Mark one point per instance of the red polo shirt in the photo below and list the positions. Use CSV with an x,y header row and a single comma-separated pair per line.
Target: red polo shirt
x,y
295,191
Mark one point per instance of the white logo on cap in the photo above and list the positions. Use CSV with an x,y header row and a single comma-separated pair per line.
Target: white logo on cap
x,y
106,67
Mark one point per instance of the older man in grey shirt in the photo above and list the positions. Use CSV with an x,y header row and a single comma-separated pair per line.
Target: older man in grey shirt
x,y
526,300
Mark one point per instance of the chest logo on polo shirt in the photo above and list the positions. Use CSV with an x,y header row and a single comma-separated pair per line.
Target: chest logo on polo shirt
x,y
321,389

________________________

_WHAT IS ASKED_
Print all of the lines above word for word, from the first to the last, with nothing added, dropped, or changed.

_CORRECT RESULT_
Mark one point per instance of the red polo shirt in the photo below and list the positions. Use CSV with an x,y header row and a single comma-separated pair per line.
Target: red polo shirt
x,y
295,191
Mark one point per instance of the white logo on cap in the photo above and list the positions. Use CSV with an x,y header row and a single comma-separated pair per line.
Target: white logo on cap
x,y
106,67
Mark one point per instance of the older man in grey shirt in the photo above and list the positions. Use CSV with an x,y header row and a single comma-separated pair per line.
Target: older man in grey shirt
x,y
526,300
Mark one point per instance of the chest logo on polo shirt in the photo above and list the positions. Use CSV with an x,y header row and a single comma-separated pair per line.
Target: chest logo on polo shirt
x,y
321,389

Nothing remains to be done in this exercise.